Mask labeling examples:
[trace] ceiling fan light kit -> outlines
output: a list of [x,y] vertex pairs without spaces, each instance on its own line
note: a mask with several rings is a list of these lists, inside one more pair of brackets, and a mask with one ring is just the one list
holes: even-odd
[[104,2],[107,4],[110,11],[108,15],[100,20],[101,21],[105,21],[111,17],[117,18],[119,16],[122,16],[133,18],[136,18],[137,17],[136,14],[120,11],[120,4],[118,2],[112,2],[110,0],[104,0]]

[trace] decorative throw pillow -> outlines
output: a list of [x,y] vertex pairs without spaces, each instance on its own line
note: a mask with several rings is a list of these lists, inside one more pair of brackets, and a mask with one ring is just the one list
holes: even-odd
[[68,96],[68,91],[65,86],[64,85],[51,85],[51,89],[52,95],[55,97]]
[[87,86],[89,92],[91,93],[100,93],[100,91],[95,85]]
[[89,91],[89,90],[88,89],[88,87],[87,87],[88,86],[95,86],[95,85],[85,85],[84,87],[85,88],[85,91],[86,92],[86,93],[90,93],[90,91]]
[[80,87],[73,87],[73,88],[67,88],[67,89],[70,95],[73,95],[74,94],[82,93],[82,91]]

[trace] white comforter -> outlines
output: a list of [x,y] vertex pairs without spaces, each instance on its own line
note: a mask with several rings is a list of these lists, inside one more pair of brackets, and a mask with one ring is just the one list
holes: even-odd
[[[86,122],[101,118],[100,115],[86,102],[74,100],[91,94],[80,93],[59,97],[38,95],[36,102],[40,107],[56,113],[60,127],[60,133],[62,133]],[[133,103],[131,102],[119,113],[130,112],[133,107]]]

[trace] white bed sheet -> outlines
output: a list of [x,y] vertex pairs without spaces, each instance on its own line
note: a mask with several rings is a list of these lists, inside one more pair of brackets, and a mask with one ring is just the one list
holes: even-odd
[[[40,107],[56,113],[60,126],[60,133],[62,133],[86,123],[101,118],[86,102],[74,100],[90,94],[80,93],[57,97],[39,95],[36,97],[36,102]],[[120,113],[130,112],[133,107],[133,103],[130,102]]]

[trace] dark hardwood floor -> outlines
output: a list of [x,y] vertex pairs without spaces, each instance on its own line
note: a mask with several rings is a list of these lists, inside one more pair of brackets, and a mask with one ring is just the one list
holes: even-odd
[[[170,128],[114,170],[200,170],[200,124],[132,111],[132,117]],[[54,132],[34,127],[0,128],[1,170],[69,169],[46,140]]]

### Instructions for the task
Output all of the entries above again, line for line, without altering or omitting anything.

### Task result
[trace] ceiling fan light kit -> outlines
output: a list of [x,y] vertex pairs without spaces, each instance on its own line
note: a mask with several rings is a list of these lists, inside one more pair of brackets, and a mask with one ring is just the one list
holes: even-odd
[[104,2],[107,4],[110,11],[108,15],[100,20],[101,21],[105,21],[111,17],[117,18],[119,16],[122,16],[133,18],[136,18],[137,17],[136,14],[120,11],[120,4],[118,2],[112,2],[110,0],[104,0]]

[trace] decorative throw pillow -> outlines
output: a list of [x,y] vertex pairs without spaces, each instance on its own line
note: a mask with several rings is a list of these lists, inside one more pair of brackets, and a mask with one ring is just the one list
holes: even-odd
[[68,96],[68,91],[65,86],[64,85],[51,85],[51,89],[52,95],[55,97]]
[[87,86],[89,92],[91,93],[100,93],[100,91],[95,85]]
[[89,91],[89,90],[88,89],[88,87],[87,87],[88,86],[95,86],[95,85],[85,85],[84,87],[85,88],[85,91],[86,92],[86,93],[90,93],[90,91]]
[[80,87],[73,87],[73,88],[67,88],[67,89],[70,95],[73,95],[74,94],[82,93],[82,91]]

[trace] white comforter -> outlines
output: a list of [x,y] vertex pairs without spaces, each instance on its own line
note: a mask with several rings is a list of these lists, inside one more pair of brackets, and a mask with one ring is just the one list
holes: even-odd
[[[86,122],[101,118],[100,115],[86,102],[74,100],[91,94],[80,93],[59,97],[38,95],[36,102],[40,107],[56,113],[60,127],[60,133],[62,133]],[[133,103],[131,102],[119,113],[130,112],[133,107]]]

[trace] white bed sheet -> outlines
output: a list of [x,y] vertex pairs without spaces, each instance on its own line
note: a mask with several rings is a list of these lists, inside one more pair of brackets, and a mask with one ring is just the one list
holes: even-odd
[[[40,107],[56,113],[60,126],[60,133],[62,133],[86,123],[101,118],[86,102],[74,100],[90,94],[80,93],[57,97],[39,95],[36,97],[36,102]],[[120,113],[130,112],[133,107],[133,103],[130,102]]]

[trace] dark hardwood floor -> outlines
output: a list of [x,y] vertex pairs without spaces, each instance on its own line
note: a mask with several rings is a list of these lists, inside one more pair of brackets, and a mask with one ring is just the one list
holes: even-odd
[[[170,128],[114,170],[200,170],[200,124],[132,111],[132,117]],[[54,132],[34,127],[0,128],[1,170],[69,169],[46,140]]]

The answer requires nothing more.